* Your objective *
A stretch of the entries below is to be set down exactly, running from the line with "[locate] license plate" through the line with "[locate] handlebar grip", both included, and no other line.

(Entries taken from a collection)
+ + +

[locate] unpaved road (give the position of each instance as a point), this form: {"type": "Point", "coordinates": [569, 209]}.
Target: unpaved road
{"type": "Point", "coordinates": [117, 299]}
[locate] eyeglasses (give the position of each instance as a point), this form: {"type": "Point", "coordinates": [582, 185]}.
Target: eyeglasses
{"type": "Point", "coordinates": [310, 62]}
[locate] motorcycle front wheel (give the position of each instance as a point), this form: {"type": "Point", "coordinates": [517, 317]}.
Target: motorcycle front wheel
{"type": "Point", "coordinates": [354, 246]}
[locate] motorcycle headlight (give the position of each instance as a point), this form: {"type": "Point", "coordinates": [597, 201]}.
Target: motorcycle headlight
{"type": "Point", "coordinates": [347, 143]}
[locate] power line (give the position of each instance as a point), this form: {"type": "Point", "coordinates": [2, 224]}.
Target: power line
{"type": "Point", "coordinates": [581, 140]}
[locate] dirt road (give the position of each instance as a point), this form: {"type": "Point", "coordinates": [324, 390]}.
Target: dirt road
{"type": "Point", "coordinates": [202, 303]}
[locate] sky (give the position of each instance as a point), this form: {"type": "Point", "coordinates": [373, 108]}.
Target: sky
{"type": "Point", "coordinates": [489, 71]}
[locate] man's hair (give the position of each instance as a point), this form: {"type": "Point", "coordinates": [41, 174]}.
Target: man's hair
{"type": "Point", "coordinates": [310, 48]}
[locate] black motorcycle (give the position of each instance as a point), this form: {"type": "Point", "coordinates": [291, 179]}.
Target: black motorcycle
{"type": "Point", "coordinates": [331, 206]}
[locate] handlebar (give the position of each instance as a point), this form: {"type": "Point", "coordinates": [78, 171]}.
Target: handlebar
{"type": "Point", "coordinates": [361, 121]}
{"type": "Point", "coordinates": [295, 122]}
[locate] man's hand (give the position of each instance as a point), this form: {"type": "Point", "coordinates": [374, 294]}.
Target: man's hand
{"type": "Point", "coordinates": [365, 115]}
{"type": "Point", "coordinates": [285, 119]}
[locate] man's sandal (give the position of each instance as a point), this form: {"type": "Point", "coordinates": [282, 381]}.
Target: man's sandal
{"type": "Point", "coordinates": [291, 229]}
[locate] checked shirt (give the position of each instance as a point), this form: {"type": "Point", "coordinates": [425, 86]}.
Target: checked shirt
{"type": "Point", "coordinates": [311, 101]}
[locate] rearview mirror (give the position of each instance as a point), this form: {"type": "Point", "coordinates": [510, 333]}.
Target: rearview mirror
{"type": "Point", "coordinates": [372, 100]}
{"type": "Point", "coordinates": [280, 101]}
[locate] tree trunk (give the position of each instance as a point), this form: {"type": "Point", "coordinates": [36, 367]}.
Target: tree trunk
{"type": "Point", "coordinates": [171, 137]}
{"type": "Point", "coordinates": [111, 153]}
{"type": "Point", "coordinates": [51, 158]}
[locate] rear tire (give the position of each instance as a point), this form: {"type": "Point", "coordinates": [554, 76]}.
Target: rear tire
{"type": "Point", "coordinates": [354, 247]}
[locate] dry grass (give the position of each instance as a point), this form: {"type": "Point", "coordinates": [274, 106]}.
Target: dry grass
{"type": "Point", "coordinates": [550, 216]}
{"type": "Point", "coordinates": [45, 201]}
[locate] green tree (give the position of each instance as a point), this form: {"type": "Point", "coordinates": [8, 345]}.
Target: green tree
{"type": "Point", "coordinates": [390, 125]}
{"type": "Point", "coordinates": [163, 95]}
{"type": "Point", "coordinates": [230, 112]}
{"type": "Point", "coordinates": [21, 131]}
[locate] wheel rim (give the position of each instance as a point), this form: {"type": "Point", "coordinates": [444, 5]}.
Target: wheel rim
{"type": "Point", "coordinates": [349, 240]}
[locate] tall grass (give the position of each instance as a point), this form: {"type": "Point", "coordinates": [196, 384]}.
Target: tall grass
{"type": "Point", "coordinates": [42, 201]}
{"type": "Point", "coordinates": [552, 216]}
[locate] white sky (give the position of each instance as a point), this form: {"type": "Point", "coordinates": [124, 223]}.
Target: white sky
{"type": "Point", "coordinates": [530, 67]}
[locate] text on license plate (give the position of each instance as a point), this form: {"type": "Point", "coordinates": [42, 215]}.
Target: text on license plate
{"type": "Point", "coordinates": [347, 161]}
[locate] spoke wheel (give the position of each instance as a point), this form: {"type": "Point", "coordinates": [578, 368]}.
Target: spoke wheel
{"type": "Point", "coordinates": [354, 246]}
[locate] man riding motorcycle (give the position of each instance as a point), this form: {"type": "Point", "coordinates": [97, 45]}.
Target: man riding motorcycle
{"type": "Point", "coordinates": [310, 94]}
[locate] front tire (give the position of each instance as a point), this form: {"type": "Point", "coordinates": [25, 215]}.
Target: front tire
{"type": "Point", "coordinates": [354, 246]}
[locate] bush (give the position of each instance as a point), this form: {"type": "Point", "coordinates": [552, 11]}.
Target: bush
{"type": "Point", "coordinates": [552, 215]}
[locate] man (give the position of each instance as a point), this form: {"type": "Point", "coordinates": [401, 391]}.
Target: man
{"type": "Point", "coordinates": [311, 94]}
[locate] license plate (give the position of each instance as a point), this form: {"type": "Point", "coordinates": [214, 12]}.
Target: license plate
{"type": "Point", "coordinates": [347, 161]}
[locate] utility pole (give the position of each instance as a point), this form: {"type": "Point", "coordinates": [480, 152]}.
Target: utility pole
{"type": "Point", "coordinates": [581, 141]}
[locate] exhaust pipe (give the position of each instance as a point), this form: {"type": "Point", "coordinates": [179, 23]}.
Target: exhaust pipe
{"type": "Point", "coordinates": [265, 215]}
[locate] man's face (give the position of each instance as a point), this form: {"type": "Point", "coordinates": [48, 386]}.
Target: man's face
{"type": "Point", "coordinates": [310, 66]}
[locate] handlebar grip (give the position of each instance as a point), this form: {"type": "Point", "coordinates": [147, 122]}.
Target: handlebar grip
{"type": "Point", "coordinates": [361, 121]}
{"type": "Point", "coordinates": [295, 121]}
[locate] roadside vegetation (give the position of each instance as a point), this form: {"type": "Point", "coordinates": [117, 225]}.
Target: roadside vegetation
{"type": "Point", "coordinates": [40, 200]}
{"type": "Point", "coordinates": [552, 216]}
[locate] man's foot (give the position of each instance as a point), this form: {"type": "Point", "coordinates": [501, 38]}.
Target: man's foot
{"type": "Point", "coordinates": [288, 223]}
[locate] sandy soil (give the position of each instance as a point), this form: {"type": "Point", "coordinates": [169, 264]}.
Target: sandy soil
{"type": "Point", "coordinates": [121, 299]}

+ + +

* Solution *
[locate] license plate (give the position of each instance as a point), this form: {"type": "Point", "coordinates": [214, 12]}.
Target: license plate
{"type": "Point", "coordinates": [347, 161]}
[locate] utility pole (give the position of each instance as a point), this form: {"type": "Point", "coordinates": [480, 152]}.
Target: utility pole
{"type": "Point", "coordinates": [581, 141]}
[locate] exhaust pipe (give the position of each instance as a point), this form: {"type": "Point", "coordinates": [179, 23]}.
Target: exhaust pipe
{"type": "Point", "coordinates": [265, 215]}
[locate] man's face (give the position of each instance as a point), this form: {"type": "Point", "coordinates": [48, 386]}.
Target: man's face
{"type": "Point", "coordinates": [310, 66]}
[locate] handlebar grip (give the position of each instance as a point), this form: {"type": "Point", "coordinates": [147, 122]}.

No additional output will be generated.